Excerpted text Block Start

Singapore Art Museum (SAM) announces the naming of the seventh edition of the Singapore Biennale (SB2022) as Natasha.
Through this act of naming, SB2022 moves away from its perception as a mega-thematic exhibition and towards an engagement with the ways that art, and that which is considered other to art, may be deeply connected to the subject and matter of life. Visiting Natasha draws forth a journey, along which one might encounter the meaning of being from multiple perspectives.
Through the biennale as a process, Natasha is to be found, formed or shaped by fellow travellers and dwellers – artists, audiences and researchers. The process includes encounters, durational infrastructure, reading performances, music, publications and study groups stretched over time and space. The main exhibition will take place in Singapore from 16 October 2022 to 19 March 2023 serving as a point of convergence.
The Singapore Biennale is organised by SAM and commissioned by the National Arts Council, Singapore. SB2022 will feature several site-specific and commissioned contemporary works never seen before on the biennale circuit.

Excerpted text Block End
Data section Block Start

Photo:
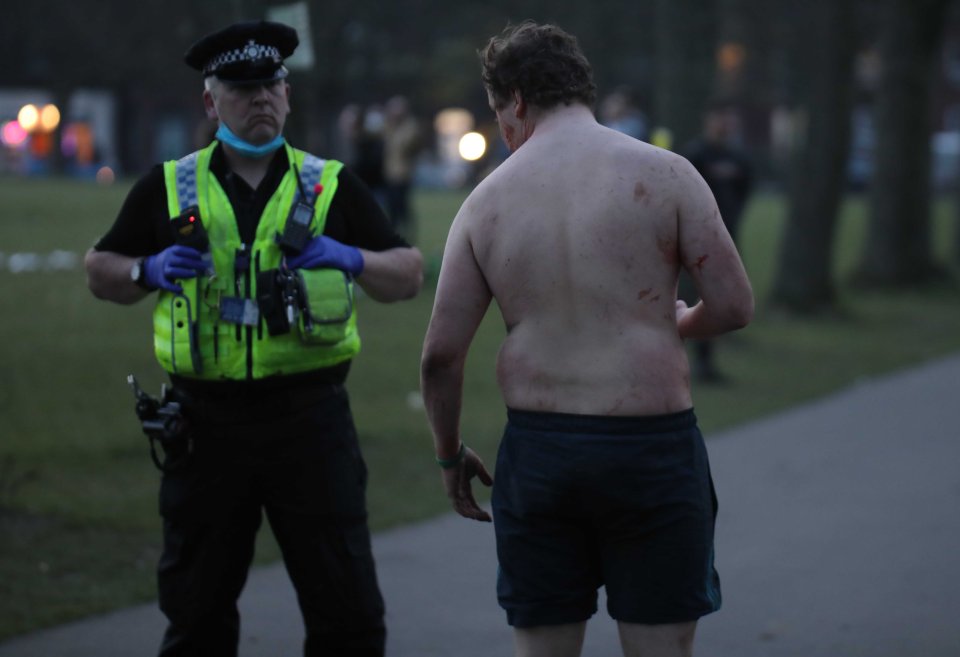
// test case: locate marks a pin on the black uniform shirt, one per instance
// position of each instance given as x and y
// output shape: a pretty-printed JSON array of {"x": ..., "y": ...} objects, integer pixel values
[{"x": 143, "y": 228}]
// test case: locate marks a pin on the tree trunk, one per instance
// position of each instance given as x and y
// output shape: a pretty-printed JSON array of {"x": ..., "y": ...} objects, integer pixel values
[
  {"x": 804, "y": 280},
  {"x": 686, "y": 40},
  {"x": 898, "y": 246}
]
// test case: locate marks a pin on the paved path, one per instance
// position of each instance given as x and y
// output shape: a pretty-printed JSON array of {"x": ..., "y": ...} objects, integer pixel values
[{"x": 838, "y": 535}]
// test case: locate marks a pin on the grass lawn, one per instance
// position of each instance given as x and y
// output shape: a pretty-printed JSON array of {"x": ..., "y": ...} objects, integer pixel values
[{"x": 79, "y": 531}]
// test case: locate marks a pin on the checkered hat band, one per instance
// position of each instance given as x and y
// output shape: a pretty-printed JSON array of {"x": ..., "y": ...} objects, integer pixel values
[{"x": 251, "y": 52}]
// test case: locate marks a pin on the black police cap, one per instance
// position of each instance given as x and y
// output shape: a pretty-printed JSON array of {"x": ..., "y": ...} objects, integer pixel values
[{"x": 249, "y": 52}]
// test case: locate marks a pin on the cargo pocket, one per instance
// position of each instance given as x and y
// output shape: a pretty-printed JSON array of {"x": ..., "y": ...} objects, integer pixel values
[{"x": 328, "y": 308}]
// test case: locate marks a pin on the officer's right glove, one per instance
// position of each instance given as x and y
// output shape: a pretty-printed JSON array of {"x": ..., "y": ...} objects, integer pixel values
[
  {"x": 163, "y": 269},
  {"x": 323, "y": 251}
]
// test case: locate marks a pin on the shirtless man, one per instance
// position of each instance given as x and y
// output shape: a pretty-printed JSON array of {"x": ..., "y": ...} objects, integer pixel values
[{"x": 602, "y": 475}]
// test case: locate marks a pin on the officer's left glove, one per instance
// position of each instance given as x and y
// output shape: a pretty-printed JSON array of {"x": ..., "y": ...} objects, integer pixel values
[{"x": 323, "y": 251}]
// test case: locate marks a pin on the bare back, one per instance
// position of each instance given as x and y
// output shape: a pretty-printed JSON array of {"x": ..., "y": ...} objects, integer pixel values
[{"x": 578, "y": 238}]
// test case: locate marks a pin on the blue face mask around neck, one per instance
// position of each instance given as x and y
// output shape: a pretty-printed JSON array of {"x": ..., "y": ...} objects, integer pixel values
[{"x": 225, "y": 135}]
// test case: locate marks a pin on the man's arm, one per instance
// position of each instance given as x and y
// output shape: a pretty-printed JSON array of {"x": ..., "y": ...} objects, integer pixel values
[
  {"x": 108, "y": 277},
  {"x": 708, "y": 254},
  {"x": 461, "y": 301},
  {"x": 392, "y": 275}
]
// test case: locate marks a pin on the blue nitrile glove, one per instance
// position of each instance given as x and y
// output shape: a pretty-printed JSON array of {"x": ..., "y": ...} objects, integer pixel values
[
  {"x": 177, "y": 261},
  {"x": 323, "y": 251}
]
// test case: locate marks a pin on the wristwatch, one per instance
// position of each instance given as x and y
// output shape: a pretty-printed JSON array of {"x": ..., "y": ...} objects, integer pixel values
[{"x": 138, "y": 274}]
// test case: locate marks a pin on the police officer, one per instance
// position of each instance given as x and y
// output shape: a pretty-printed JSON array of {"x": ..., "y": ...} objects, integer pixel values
[{"x": 252, "y": 249}]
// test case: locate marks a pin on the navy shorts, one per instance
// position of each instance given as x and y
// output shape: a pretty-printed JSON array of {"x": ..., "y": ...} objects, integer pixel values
[{"x": 584, "y": 501}]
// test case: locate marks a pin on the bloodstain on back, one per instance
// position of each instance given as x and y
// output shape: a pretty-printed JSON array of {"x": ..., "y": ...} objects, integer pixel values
[{"x": 639, "y": 192}]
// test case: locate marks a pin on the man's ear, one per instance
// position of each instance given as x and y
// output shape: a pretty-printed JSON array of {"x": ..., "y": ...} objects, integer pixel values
[
  {"x": 520, "y": 105},
  {"x": 209, "y": 106}
]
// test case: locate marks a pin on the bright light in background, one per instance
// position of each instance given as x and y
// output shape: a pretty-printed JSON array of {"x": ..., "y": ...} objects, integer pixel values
[
  {"x": 472, "y": 146},
  {"x": 28, "y": 117},
  {"x": 12, "y": 134},
  {"x": 49, "y": 118}
]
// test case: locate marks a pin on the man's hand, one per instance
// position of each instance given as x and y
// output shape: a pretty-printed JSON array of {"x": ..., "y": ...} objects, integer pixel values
[
  {"x": 163, "y": 269},
  {"x": 457, "y": 482},
  {"x": 323, "y": 251}
]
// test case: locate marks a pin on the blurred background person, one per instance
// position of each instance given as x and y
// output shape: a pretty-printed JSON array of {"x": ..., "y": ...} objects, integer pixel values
[
  {"x": 619, "y": 111},
  {"x": 403, "y": 141},
  {"x": 719, "y": 157}
]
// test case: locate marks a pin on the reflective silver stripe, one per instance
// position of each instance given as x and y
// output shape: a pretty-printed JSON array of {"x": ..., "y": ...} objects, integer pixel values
[
  {"x": 186, "y": 171},
  {"x": 310, "y": 174}
]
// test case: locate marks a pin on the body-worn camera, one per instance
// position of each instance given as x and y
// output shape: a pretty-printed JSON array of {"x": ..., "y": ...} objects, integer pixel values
[
  {"x": 188, "y": 230},
  {"x": 281, "y": 297},
  {"x": 162, "y": 422}
]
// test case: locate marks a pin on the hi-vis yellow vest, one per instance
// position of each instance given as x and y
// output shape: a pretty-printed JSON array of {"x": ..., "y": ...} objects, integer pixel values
[{"x": 196, "y": 338}]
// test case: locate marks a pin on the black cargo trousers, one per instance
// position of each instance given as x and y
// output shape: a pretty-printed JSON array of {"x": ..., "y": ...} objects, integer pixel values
[{"x": 298, "y": 460}]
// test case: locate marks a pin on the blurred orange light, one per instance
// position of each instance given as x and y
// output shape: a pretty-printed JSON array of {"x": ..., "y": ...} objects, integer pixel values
[
  {"x": 49, "y": 118},
  {"x": 28, "y": 117},
  {"x": 13, "y": 134}
]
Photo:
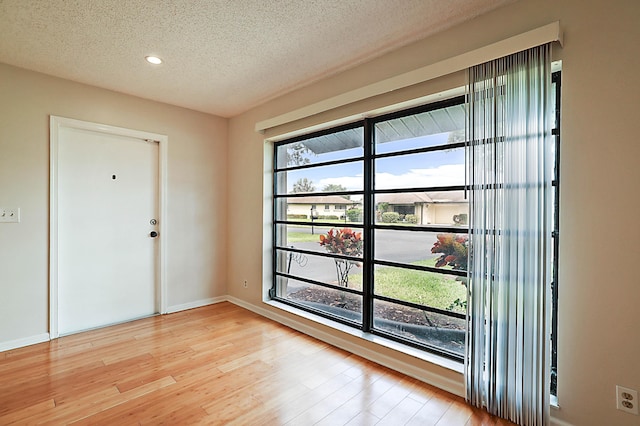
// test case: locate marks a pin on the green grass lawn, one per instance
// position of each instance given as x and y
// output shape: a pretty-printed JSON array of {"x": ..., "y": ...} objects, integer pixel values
[{"x": 425, "y": 288}]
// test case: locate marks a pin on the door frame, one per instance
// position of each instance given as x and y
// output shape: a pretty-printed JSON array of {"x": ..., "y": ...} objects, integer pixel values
[{"x": 55, "y": 124}]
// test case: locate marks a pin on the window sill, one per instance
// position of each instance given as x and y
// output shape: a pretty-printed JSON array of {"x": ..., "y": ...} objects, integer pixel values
[{"x": 440, "y": 361}]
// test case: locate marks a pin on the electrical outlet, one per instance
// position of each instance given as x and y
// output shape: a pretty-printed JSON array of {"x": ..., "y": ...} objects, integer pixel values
[
  {"x": 627, "y": 400},
  {"x": 8, "y": 215}
]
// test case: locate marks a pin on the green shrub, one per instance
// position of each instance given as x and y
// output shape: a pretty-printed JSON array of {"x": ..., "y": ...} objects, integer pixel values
[
  {"x": 411, "y": 218},
  {"x": 390, "y": 217}
]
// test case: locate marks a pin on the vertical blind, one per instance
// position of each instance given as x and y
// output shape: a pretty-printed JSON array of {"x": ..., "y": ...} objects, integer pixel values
[{"x": 511, "y": 162}]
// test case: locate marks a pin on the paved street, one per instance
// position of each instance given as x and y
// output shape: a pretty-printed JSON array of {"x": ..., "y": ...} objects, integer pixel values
[{"x": 398, "y": 246}]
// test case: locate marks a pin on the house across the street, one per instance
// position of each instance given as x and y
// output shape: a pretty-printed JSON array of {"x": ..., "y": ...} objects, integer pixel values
[{"x": 323, "y": 206}]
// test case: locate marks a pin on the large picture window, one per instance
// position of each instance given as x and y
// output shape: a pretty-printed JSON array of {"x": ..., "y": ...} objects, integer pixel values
[{"x": 390, "y": 254}]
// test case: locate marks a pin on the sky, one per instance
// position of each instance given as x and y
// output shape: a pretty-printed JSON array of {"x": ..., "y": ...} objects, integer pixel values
[{"x": 437, "y": 168}]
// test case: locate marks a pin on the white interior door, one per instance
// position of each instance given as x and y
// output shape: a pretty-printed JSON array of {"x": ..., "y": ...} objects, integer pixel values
[{"x": 107, "y": 202}]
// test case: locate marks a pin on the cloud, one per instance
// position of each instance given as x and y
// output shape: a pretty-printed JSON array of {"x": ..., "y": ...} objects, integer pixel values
[{"x": 450, "y": 174}]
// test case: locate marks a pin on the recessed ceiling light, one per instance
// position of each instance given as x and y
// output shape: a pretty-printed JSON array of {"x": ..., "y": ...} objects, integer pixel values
[{"x": 153, "y": 60}]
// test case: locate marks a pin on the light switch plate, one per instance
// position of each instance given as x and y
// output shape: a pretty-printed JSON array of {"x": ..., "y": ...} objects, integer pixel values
[{"x": 9, "y": 215}]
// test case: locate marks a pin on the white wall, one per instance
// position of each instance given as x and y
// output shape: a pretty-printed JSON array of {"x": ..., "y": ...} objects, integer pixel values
[
  {"x": 197, "y": 186},
  {"x": 599, "y": 286}
]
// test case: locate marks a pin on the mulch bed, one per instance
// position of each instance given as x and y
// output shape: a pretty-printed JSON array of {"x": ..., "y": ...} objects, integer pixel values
[{"x": 402, "y": 314}]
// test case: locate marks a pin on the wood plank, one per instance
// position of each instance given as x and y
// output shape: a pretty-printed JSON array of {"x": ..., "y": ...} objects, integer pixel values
[{"x": 219, "y": 364}]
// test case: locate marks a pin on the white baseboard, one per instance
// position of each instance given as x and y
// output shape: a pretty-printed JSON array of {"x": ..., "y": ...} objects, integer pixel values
[
  {"x": 196, "y": 304},
  {"x": 25, "y": 341},
  {"x": 452, "y": 386}
]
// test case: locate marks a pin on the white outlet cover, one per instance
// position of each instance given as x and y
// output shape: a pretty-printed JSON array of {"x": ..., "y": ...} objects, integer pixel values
[{"x": 627, "y": 400}]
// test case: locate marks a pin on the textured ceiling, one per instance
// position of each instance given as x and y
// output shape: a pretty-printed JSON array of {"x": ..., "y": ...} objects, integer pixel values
[{"x": 221, "y": 56}]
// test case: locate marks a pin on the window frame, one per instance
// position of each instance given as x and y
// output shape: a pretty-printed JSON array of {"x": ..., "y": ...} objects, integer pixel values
[{"x": 368, "y": 225}]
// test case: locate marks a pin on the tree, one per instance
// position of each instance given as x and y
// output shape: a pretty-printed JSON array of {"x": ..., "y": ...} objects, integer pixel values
[
  {"x": 297, "y": 154},
  {"x": 303, "y": 185},
  {"x": 336, "y": 187}
]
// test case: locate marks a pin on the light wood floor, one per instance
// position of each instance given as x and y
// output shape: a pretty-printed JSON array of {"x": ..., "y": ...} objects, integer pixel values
[{"x": 219, "y": 364}]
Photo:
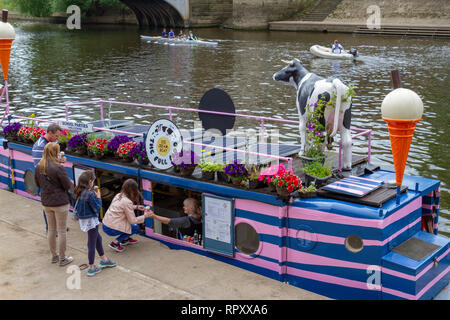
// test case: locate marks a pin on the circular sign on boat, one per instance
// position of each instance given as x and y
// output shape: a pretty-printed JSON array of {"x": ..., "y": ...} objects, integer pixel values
[{"x": 163, "y": 139}]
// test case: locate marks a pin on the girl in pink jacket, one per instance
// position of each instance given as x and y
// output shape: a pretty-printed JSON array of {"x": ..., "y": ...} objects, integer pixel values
[{"x": 120, "y": 220}]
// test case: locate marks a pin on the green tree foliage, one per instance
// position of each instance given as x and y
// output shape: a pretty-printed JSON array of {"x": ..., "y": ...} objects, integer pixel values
[
  {"x": 44, "y": 8},
  {"x": 36, "y": 8}
]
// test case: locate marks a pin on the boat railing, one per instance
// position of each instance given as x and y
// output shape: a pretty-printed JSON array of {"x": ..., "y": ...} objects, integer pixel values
[{"x": 171, "y": 109}]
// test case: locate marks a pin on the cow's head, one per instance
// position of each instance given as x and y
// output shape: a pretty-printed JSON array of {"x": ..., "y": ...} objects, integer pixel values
[{"x": 291, "y": 74}]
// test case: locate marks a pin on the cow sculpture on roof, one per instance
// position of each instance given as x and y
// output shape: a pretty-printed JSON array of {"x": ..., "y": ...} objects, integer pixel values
[{"x": 310, "y": 88}]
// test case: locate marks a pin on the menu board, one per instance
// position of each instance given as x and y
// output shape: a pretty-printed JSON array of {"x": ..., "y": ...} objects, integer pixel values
[{"x": 218, "y": 224}]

Data section Block End

**Tasks**.
1) Using the Singapore Biennale announcement, decide whether each statement agrees with it. Answer yes or no and quote the words that decide it.
(a) The main exhibition of SB2022 opens in Singapore on 16 October 2022.
(b) The Singapore Biennale is commissioned by the Singapore Art Museum.
(c) SB2022 is the seventh edition of the Singapore Biennale.
2) Retype the Singapore Biennale announcement from "Through this act" to "point of convergence.".

**Task solutions**.
1)
(a) Yes: "The main exhibition will take place in Singapore from 16 October 2022 to 19 March 2023"
(b) No: "The Singapore Biennale is organised by SAM and commissioned by the National Arts Council, Singapore."
(c) Yes: "the seventh edition of the Singapore Biennale (SB2022)"

2)
Through this act of naming, SB2022 moves away from its perception as a mega-thematic exhibition and towards an engagement with the ways that art, and that which is considered other to art, may be deeply connected to the subject and matter of life. Visiting Natasha draws forth a journey, along which one might encounter the meaning of being from multiple perspectives.
Through the biennale as a process, Natasha is to be found, formed or shaped by fellow travellers and dwellers – artists, audiences and researchers. The process includes encounters, durational infrastructure, reading performances, music, publications and study groups stretched over time and space. The main exhibition will take place in Singapore from 16 October 2022 to 19 March 2023 serving as a point of convergence.